EXTRAIT DE PAGE –
--------------------------------------------------

M. Jean Arthuis . - Parmi les thèmes abordés à propos du nouveau modèle économique et social tels qu'ils figurent sur le document qui nous a été distribué, je ne vois rien sur le financement de la sécurité sociale. Je m'en étonne tant il est aujourd'hui admis que le coût du travail entraîne des délocalisations et un chômage de masse. C'est un sujet politiquement difficile car si les partenaires sociaux souhaitent que le travail demeure la base des cotisations, c'est pour préserver leur légitimité. En outre, comme il y a autant de caisses que de centrales syndicales, chacun a la sienne. C'est ainsi que l'on tue la compétitivité de nos entreprises et que l'on favorise le chômage. Au-delà des clivages politiques, y a-t-il moyen d'en sortir ? 42 % des prélèvements obligatoires reposent sur le travail alors que l'impôt sur la consommation n'en représente que 25 %, l'un des taux plus faibles d'Europe. On parle d'un nouveau modèle de consommation mais on a tué les producteurs. Voilà un thème pour la réflexion sur la France de demain et d'après-demain.

M. Joël Bourdin, président de la délégation à la prospective . - C'est en effet un vrai sujet mais dans la mesure où Jean Pisani-Ferry avait abordé ce thème dans son rapport introductif, les membres de l'atelier ont préféré se concentrer sur les questions absentes de ce document.

M. Jean Arthuis . - C'est donc un acquis ?

M. Joël Bourdin, président de la délégation à la prospective . - C'est un sujet que l'on peut toujours aborder mais je vous explique la démarche suivie par les membres de l'atelier. Notre collègue Marie-Noëlle Lienemann nous ayant rejoints, elle vous l'expliquera mieux que je ne pourrais le faire.

M. Jean Arthuis . - Je ne portais pas de jugement. Je dis simplement que nous devons inverser le cours des choses.

Mme Marie-Noëlle Lienemann, co-animatrice de l'atelier n° 2 . - En réalité, nous ne sommes pas tous d'accord sur ce sujet. Certes, nombre de prélèvements reposent sur le travail mais nous pourrions aussi évoquer la faiblesse des impôts sur le capital. Le débat ne se limite pas à un choix entre prélèvement sur les producteurs et prélèvement sur les consommateurs même si, pour ma part, j'ai toujours été favorable à la production. La question est ensuite de savoir de quel producteur on parle et comment on le soutient.

Nous allons avoir un débat sur la fiscalité qui sera nécessairement global et je pense qu'il y a au moins consensus sur le fait que nous sommes face à des enjeux de fiscalité majeurs pour l'avenir du pays.

--------------------------------------------------

DONNÉES –
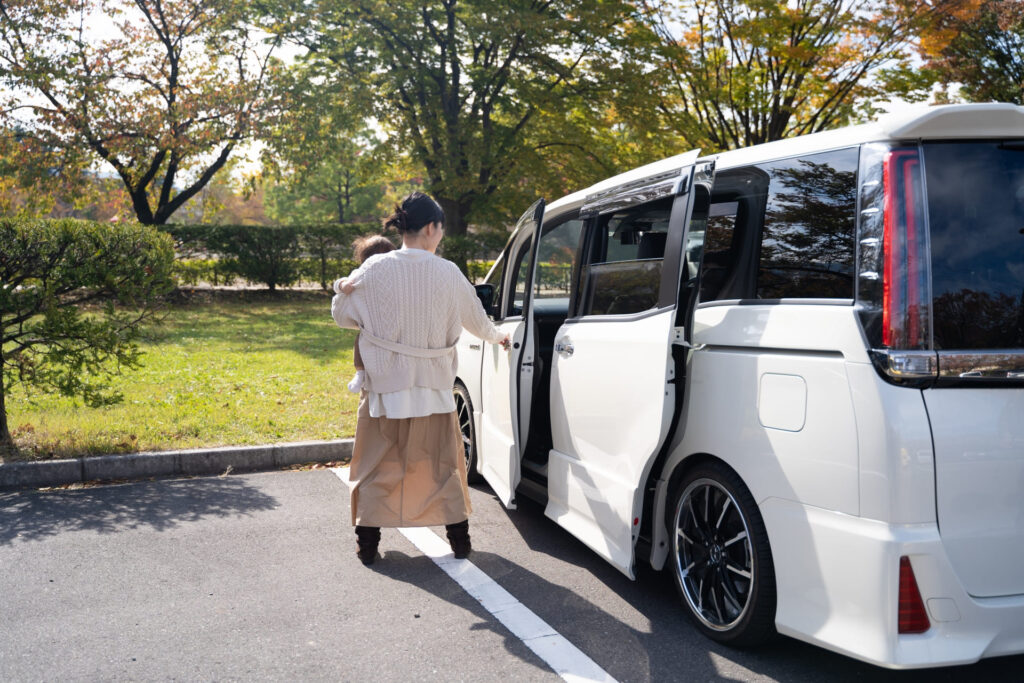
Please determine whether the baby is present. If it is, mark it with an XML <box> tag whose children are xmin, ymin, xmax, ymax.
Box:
<box><xmin>335</xmin><ymin>234</ymin><xmax>394</xmax><ymax>393</ymax></box>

--------------------------------------------------

CONSIGNE – Recopiez le passage de l'extrait allant de « M. Jean Arthuis . - C'est » jusqu'à « pourrais le faire. » en remplaçant « démarche » par « méthode ». Appuyez-vous uniquement sur l'extrait pour répondre.

RÉPONSE ATTENDUE –
M. Jean Arthuis . - C'est donc un acquis ?

M. Joël Bourdin, président de la délégation à la prospective . - C'est un sujet que l'on peut toujours aborder mais je vous explique la méthode suivie par les membres de l'atelier. Notre collègue Marie-Noëlle Lienemann nous ayant rejoints, elle vous l'expliquera mieux que je ne pourrais le faire.